→ SELECTION:

....................

Studio album by Pin-Up Went Down
- Released: 28 March 2008
- Genre: Avant-garde metal; art pop; death metal; alternative metal;
- Length: 42:02
- Label: Ascendance Records
- Producer: Alexis Damien

Pin-Up Went Down chronology
|  | 2 Unlimited (2008) | 342 (2010) |

= 2 Unlimited (album) =

2 Unlimited is the debut studio album by French avant-garde metal band Pin-Up Went Down, released on 28 March 2008 through Ascendance Records.

....................

→ DATA LINES:
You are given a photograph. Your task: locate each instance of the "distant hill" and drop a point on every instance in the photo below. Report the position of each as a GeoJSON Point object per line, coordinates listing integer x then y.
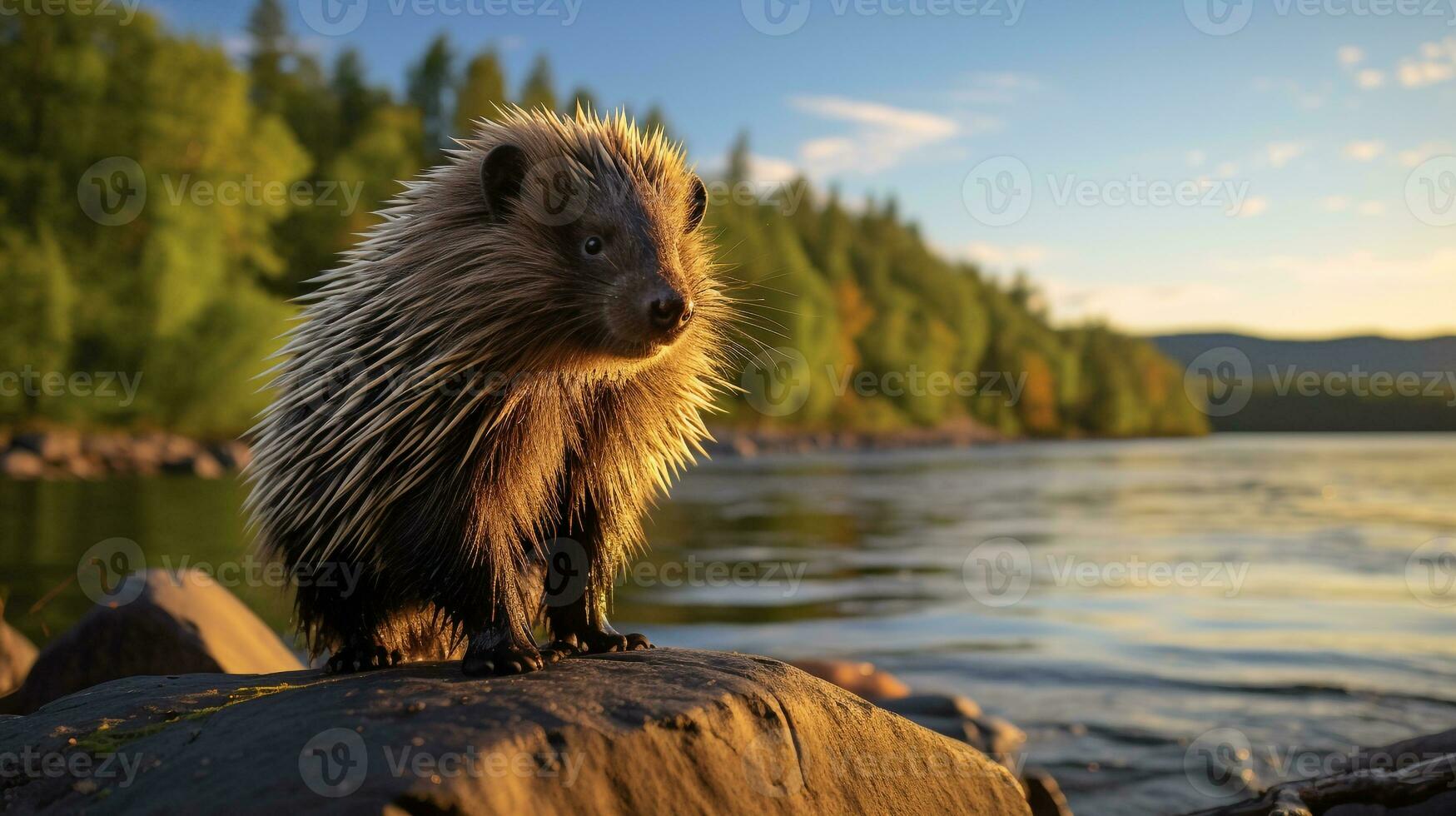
{"type": "Point", "coordinates": [1369, 353]}
{"type": "Point", "coordinates": [1275, 406]}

....................

→ SHORT PROBLEM A:
Using the text about the album 2 Unlimited, answer the following:
(i) Who produced the album?
(ii) What is the album's total length?
(iii) What nationality is the band Pin-Up Went Down?
→ SHORT PROBLEM B:
Continue the text about the album 2 Unlimited, beginning after its final sentence.

→ EXERCISE ANSWER A:
(i) Alexis Damien
(ii) 42:02
(iii) French

→ EXERCISE ANSWER B:
Professional ratings
Review scores
| Source | Rating |
| Spirit of Metal | 17/20 link |
| AGM Magazine | Favourable link |

==Track listing==

| No. | Title | Length |
|---|---|---|
| 1. | "Intrusion" | 1:37 |
| 2. | "Esthete Piggie" | 3:19 |
| 3. | "Nearly Dead Bat Make-Up" | 3:51 |
| 4. | "Cadavre Exquis" | 4:07 |
| 5. | "Pussy Worship" | 2:23 |
| 6. | "Get Ready to Sweep" | 5:32 |
| 7. | "Yo-Yo Yes Then No" | 2:38 |
| 8. | "Only Some Shitty Chemical Stuff" | 2:44 |
| 9. | "Human Beatbox Deluxe" (instrumental) | 1:34 |
| 10. | "Feat.Me/Feat.Us" | 4:35 |
| 11. | "Be My Idol Then My Fall" | 3:06 |
| 12. | "Serie Z I" | 3:15 |
| 13. | "Serie Z II" | 3:32 |

==Critical reception==
The album has been well received by the critics and the public alike. AGM webzine, in a positive review, has praised Asphodel's and Alexis Damien's vocals, the album's ever-changing musical direction and its lyrics, ending their review stating "it's one of the most promising first-time debut releases of all time of avant-garde music. Not joking".

It has a 17 out 20 approval rate at Spirit of Metal.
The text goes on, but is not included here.